É impossível para mente repleta de conhecimento, conhecimento este adquirido em árdua e por vezes solitária caminhada por quarenta anos de deserto, por si mesma fazer com que as ácidas águas do Mar Vermelho da razão e do intelecto se abram diante de seus olhos apresentando uma direção e um terreno nunca antes imaginado. Para esta mente que chega no beco sem saída da lógica, só se apresenta, por um lado, este ácido mar da razão, e por outra lado, o antigo deserto, tendo bem próximo de si a possibilidade do eminente ataque do enorme exército a serviço do império do pensamento condicionado, exército este, que luta para manter esta mente cativa neste imenso deserto do intelectualismo.
Neste difícil momento da caminhada, não é nada fácil "acreditar" naquele que mantém a "fé" e que de braços erguidos aponta para uma direção contrária, para uma direção que não tem como única opção se permitir a um novo confronto com o imenso e poderoso exército do império do pensamento condicionado. O mais natural para esta mente, ao invés de uma aberta escuta atenta, é se manter em confronto com esses tais "místicos", com esses homens de "fé", com esses homens de "crença". Isso é bastante natural para quem se vê prisioneiro em meio ao deserto, faminto e sedento prisioneiro, exausto por carregar em sua mochila, a desnecessária carga de conhecimento adquirida em seu passado, passado este no qual se viu identificado por anos e anos com uma imagem auto-criada que não tem nada a ver com sua real natureza. Essa imagem irreal por qual o buscador solitário se viu identificado por anos e anos é o que o manteve feito prisioneiro por anos, a puxar imensos blocos de pedras, blocos de pedras que serviam tão somente para a edificação das enormes torres separatistas do condicionamento humano. Para muitas destas mentes, foram precisos anos e anos de chibatadas, anos e mais anos pisando no barro desse sistema de crença que sempre produziu fome sede, anos e anos de desidratação sobre os fortes raios solares do intelecto e da razão. Aqui, apesar desta mente não se aperceber, a Graça já se fez manifesta, se fez manifesta por meio de uma rebeldia inteligente, rebeldia esta que faz com que esta mente faça um movimento em direção a liberdade, mesmo que esta liberdade implique no ostracismo que aponta para o deserto do real.

● ● ●

> TAREFA PROPOSTA 1
Segundo o trecho, por meio de que a Graça se fez manifesta?
> TAREFA PROPOSTA 2
Apresente como tabela Markdown, com as colunas "Nº" e "Linha", as linhas da listagem desde a que contém "Hi there! Could you please locate the black railing" até a que contém "277, 121, 359]]", ambas incluídas, sem as linhas em branco.
A listagem não tem relação alguma com o trecho.

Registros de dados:
● ● ●

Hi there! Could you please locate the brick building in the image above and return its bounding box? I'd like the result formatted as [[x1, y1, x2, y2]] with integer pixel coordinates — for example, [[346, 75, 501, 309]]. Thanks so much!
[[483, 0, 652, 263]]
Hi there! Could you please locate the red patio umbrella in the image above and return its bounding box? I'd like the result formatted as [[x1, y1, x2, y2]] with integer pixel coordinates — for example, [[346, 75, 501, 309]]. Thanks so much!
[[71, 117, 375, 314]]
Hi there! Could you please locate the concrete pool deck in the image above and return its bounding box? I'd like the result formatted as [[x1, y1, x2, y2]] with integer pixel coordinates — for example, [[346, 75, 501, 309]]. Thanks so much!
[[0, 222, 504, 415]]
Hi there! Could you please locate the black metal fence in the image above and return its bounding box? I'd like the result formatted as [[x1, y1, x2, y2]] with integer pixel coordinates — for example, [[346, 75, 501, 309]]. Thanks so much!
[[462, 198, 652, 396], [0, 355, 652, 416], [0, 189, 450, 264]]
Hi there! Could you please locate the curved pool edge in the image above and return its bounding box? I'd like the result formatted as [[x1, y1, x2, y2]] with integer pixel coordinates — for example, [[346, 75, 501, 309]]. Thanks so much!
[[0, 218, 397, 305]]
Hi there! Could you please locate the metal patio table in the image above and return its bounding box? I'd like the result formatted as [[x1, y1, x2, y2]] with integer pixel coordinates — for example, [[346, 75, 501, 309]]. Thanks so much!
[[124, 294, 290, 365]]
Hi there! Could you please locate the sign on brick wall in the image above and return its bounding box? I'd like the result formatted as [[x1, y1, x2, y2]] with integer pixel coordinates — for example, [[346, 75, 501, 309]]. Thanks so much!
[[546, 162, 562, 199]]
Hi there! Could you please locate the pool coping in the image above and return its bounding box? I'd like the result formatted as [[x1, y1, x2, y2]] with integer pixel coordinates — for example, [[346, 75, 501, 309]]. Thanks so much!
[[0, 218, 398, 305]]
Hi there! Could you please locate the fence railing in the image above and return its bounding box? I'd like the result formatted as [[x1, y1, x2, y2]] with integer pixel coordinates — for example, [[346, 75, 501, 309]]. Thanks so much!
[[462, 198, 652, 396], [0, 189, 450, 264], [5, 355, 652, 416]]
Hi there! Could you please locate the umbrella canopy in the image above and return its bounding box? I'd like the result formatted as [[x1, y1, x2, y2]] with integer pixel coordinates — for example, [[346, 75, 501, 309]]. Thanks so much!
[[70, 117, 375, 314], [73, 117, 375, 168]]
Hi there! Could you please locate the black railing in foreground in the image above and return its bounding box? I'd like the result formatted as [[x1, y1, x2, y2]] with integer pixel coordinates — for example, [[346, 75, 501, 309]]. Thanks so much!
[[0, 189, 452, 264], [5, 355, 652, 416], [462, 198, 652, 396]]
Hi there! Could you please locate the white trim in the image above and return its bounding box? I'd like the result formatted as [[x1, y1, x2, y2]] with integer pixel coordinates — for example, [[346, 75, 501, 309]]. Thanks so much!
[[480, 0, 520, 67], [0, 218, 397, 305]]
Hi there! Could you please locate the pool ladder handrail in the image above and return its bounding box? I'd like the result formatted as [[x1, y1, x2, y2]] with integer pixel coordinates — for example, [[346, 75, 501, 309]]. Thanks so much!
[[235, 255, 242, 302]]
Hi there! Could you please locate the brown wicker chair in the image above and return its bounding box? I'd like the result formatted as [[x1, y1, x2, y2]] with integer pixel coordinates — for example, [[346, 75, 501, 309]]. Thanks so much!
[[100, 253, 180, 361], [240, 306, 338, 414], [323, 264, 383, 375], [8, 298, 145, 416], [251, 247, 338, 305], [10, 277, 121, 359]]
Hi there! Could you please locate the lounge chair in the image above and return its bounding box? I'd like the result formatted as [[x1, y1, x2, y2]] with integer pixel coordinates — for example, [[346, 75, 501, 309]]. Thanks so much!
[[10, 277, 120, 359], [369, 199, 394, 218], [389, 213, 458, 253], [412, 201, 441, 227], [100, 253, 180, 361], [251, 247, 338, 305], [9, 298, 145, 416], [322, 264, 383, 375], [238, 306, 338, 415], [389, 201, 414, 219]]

● ● ●

> RESPOSTA COMPLETA 1
Por meio de uma rebeldia inteligente.

> RESPOSTA COMPLETA 2
| Nº | Linha |
|---|---|
| 1 | Hi there! Could you please locate the black railing in foreground in the image above and return its bounding box? I'd like the result formatted as [[x1, y1, x2, y2]] with integer pixel coordinates — for example, [[346, 75, 501, 309]]. Thanks so much! |
| 2 | [[0, 189, 452, 264], [5, 355, 652, 416], [462, 198, 652, 396]] |
| 3 | Hi there! Could you please locate the white trim in the image above and return its bounding box? I'd like the result formatted as [[x1, y1, x2, y2]] with integer pixel coordinates — for example, [[346, 75, 501, 309]]. Thanks so much! |
| 4 | [[480, 0, 520, 67], [0, 218, 397, 305]] |
| 5 | Hi there! Could you please locate the pool ladder handrail in the image above and return its bounding box? I'd like the result formatted as [[x1, y1, x2, y2]] with integer pixel coordinates — for example, [[346, 75, 501, 309]]. Thanks so much! |
| 6 | [[235, 255, 242, 302]] |
| 7 | Hi there! Could you please locate the brown wicker chair in the image above and return its bounding box? I'd like the result formatted as [[x1, y1, x2, y2]] with integer pixel coordinates — for example, [[346, 75, 501, 309]]. Thanks so much! |
| 8 | [[100, 253, 180, 361], [240, 306, 338, 414], [323, 264, 383, 375], [8, 298, 145, 416], [251, 247, 338, 305], [10, 277, 121, 359]] |